=== What you have to do ===
Each line below must be reproduced exactly, though the pictures are to be dropped.

=== Information given ===
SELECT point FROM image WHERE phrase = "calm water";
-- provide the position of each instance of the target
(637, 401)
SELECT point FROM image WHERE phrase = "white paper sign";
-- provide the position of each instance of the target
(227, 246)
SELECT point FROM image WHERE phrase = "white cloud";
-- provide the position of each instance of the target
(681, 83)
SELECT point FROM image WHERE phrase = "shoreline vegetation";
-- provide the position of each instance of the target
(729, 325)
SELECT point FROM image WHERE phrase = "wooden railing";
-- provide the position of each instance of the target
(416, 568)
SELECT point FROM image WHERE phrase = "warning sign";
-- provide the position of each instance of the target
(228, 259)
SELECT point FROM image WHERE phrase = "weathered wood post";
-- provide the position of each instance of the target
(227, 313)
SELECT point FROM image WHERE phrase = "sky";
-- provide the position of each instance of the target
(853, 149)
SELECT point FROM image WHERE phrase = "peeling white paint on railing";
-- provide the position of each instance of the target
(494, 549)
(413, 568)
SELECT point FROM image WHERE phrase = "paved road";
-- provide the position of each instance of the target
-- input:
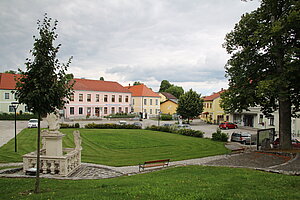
(7, 130)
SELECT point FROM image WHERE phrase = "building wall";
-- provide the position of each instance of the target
(6, 102)
(162, 97)
(168, 107)
(94, 108)
(150, 106)
(215, 112)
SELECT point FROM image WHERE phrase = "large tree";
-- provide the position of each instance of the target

=== Reply ===
SELECT point FROM image WHERE phrase = "calm water";
-- provide the position of each instance of the target
(637, 401)
SELECT point FROM image WHERE phrase = "white paper sign";
-- provide the position of each instance of the target
(227, 246)
SELECT point FROM image WHERE phrase = "white cloud";
-- provide the position of each instance of the target
(681, 83)
SELECT point FROM image WHERE phrase = "shoreline vegetation";
-- provide the position of each instance of the target
(729, 325)
SELECT point FROM image WHERE phrase = "wooden railing";
-- provide the position of each instance of the target
(416, 568)
SELECT point FROM image WHERE phrase = "warning sign";
-- provide the position of each instance of the target
(228, 259)
SELECT point FROM image WHERE phrase = "weathered wood post";
-- provide the position of each instance of the target
(227, 313)
SELECT point FROM image WHERE phrase = "sky";
-- provide the position of each instance of the target
(853, 149)
SELECT point FROM image WHERE phrase = "peeling white paint on railing";
-- provide the position of each instance of the target
(494, 549)
(413, 568)
SELECT point FROM image WHERE phrase = "paved road";
-- provide the position of each instance of the target
-- input:
(7, 130)
SELECT point FROM image WHERE phrase = "building wall";
-- provide the position of each instance of the target
(6, 102)
(162, 97)
(168, 107)
(94, 108)
(150, 106)
(215, 112)
SELECT point FROM image WHERE phrase = "large tree";
-- provide the position of each instance of the target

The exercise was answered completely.